(Image segmentation entries)
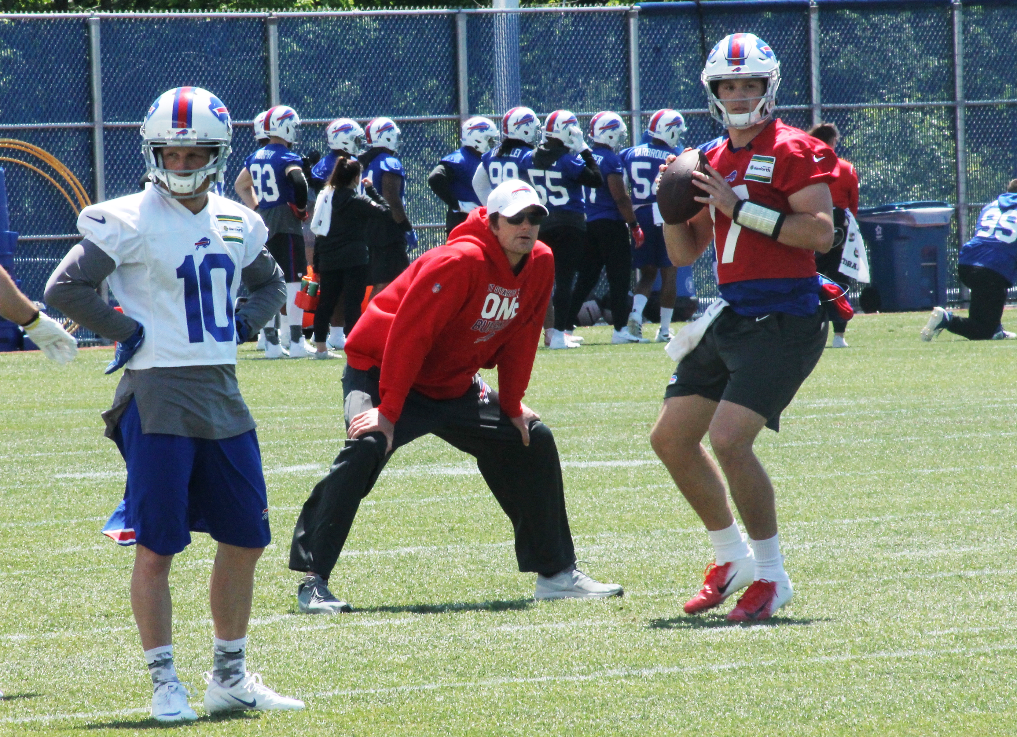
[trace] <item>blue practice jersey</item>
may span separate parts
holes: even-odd
[[[600,167],[600,175],[604,178],[604,183],[599,187],[584,187],[586,190],[586,219],[592,220],[623,220],[618,211],[618,205],[611,196],[611,190],[607,186],[607,177],[610,174],[624,174],[624,167],[621,166],[621,159],[611,150],[610,146],[597,143],[593,146],[593,160]]]
[[[579,153],[565,151],[546,169],[537,169],[533,161],[536,153],[537,150],[527,151],[521,168],[526,172],[525,178],[540,195],[541,203],[551,212],[565,210],[585,214],[583,185],[576,181],[586,169],[583,158]]]
[[[381,192],[381,175],[383,174],[396,174],[400,178],[399,182],[399,199],[405,205],[406,204],[406,172],[403,170],[403,163],[399,161],[392,153],[385,153],[381,151],[376,157],[371,160],[371,163],[367,165],[367,169],[364,171],[363,176],[360,179],[361,193],[363,192],[363,185],[370,182],[374,189],[379,193]]]
[[[480,166],[487,172],[491,189],[510,179],[523,179],[523,157],[532,149],[526,146],[516,146],[503,157],[495,156],[497,148],[491,148],[480,158]]]
[[[991,268],[1011,286],[1017,282],[1017,193],[1001,194],[981,208],[978,230],[961,247],[957,262]]]
[[[311,181],[308,184],[313,185],[315,189],[321,189],[328,181],[328,177],[332,176],[337,159],[339,159],[339,155],[332,150],[318,159],[318,163],[311,167]]]
[[[453,172],[452,192],[460,202],[480,204],[480,197],[473,191],[473,175],[480,166],[480,155],[473,148],[461,146],[441,160]]]
[[[621,151],[621,164],[632,187],[633,205],[639,207],[657,201],[657,190],[653,186],[660,173],[660,165],[669,156],[680,151],[656,143],[640,143]]]
[[[254,182],[254,198],[259,210],[294,201],[293,184],[286,170],[302,165],[300,157],[282,143],[270,143],[244,160],[244,167]]]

__INSTRUCTION__
List each line of the rows above that contains the string "jersey".

__WRITTEN SOLUTION__
[trace] <item>blue practice jersey</item>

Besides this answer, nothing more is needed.